(PROBLEM DETAILS): Rewrite every line of the entries below as a JSON list of strings, one string per line, leaving out blank lines.

(DATA TO PROCESS):
* * *

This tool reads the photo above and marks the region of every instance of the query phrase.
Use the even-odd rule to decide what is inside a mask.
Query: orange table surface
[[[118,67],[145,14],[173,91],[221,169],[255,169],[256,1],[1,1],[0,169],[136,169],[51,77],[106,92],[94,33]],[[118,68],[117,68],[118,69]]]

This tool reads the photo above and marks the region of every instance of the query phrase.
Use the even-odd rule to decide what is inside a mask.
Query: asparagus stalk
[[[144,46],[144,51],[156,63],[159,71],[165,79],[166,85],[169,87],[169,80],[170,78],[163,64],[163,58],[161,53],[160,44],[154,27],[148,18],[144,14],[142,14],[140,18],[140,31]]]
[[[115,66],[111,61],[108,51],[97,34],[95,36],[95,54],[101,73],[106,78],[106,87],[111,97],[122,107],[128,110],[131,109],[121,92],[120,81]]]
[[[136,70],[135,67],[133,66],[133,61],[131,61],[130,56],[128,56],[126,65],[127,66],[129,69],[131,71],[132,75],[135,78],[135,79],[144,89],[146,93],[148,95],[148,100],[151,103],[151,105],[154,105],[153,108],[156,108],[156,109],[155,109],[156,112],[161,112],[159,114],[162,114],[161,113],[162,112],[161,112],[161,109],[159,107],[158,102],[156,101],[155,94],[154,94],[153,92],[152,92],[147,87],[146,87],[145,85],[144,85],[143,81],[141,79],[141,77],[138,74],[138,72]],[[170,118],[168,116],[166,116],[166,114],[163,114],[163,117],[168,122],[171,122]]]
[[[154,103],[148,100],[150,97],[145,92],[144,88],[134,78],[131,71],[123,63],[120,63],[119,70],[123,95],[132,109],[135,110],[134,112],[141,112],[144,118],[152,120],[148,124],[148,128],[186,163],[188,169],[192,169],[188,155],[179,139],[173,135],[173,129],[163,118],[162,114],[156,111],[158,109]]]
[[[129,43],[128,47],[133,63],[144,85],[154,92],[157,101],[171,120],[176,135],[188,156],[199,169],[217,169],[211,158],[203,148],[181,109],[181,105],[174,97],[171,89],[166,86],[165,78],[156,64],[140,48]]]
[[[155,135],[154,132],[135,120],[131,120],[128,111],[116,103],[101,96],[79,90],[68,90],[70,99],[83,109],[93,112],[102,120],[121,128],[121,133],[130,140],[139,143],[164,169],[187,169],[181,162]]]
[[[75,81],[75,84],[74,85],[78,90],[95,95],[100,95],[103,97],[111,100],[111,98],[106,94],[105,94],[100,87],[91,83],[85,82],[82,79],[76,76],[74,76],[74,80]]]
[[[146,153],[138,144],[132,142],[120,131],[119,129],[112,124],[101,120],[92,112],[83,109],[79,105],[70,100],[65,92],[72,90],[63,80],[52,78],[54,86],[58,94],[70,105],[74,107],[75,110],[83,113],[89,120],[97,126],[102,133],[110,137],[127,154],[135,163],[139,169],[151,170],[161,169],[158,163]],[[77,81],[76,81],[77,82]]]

* * *

(FULL ANSWER):
[
  "This tool reads the photo above and marks the region of every instance of the query phrase.",
  "Use the even-odd rule to decide what is inside a mask.",
  "Query: orange table surface",
  "[[[118,67],[145,14],[173,91],[221,169],[255,169],[256,1],[1,1],[0,169],[136,169],[51,77],[106,92],[94,33]],[[118,68],[117,68],[118,69]]]",
  "This tool reads the photo above and marks the region of every instance of the query phrase.",
  "Use the even-odd rule to decide what is inside a mask.",
  "Query: asparagus stalk",
  "[[[144,46],[144,51],[156,63],[159,71],[165,79],[166,85],[169,87],[169,80],[170,78],[163,64],[163,58],[161,53],[160,44],[154,27],[148,18],[144,14],[142,14],[140,18],[140,31]]]",
  "[[[115,66],[111,61],[108,51],[97,34],[95,36],[95,54],[101,73],[106,78],[106,87],[111,97],[122,107],[128,110],[131,109],[121,92],[120,81]]]",
  "[[[136,70],[135,67],[133,66],[133,61],[131,61],[130,56],[128,56],[126,65],[127,66],[129,69],[131,71],[132,75],[135,78],[135,79],[144,89],[146,93],[148,95],[148,100],[151,103],[151,105],[154,105],[153,108],[156,108],[156,109],[155,109],[156,112],[161,112],[159,114],[162,114],[161,113],[162,112],[161,112],[161,109],[159,107],[158,102],[156,101],[155,94],[154,94],[153,92],[152,92],[147,87],[146,87],[145,85],[144,85],[143,81],[141,79],[141,77],[138,74],[138,72]],[[170,118],[168,116],[166,116],[166,114],[163,114],[163,117],[168,122],[171,122]]]",
  "[[[154,103],[148,100],[150,97],[145,92],[144,88],[134,78],[131,71],[123,63],[120,63],[119,70],[123,95],[132,109],[135,110],[134,112],[141,112],[144,118],[152,120],[148,124],[148,128],[186,163],[188,169],[192,169],[188,155],[179,139],[173,135],[173,129],[163,118],[162,114],[156,111],[158,109]]]",
  "[[[129,43],[128,47],[133,63],[144,85],[154,92],[157,101],[171,120],[176,135],[188,156],[199,169],[217,169],[211,158],[203,148],[181,109],[181,105],[174,97],[171,89],[166,86],[165,78],[156,64],[140,48]]]",
  "[[[155,135],[154,132],[135,120],[131,120],[128,111],[116,103],[101,96],[79,90],[68,90],[70,99],[83,109],[93,112],[102,120],[121,128],[121,133],[130,140],[139,143],[164,169],[187,169],[181,162]]]",
  "[[[75,81],[75,84],[74,85],[78,90],[95,95],[100,95],[103,97],[111,100],[111,98],[106,94],[105,94],[100,87],[91,83],[85,82],[82,79],[76,76],[74,76],[74,80]]]",
  "[[[146,153],[138,144],[132,142],[120,131],[119,129],[112,124],[101,120],[92,112],[83,109],[79,105],[70,100],[65,92],[72,90],[63,80],[52,78],[54,86],[58,94],[70,105],[74,107],[75,110],[83,113],[89,120],[97,126],[102,133],[110,137],[127,154],[135,163],[139,169],[151,170],[161,169],[158,163]],[[77,81],[76,81],[77,82]]]"
]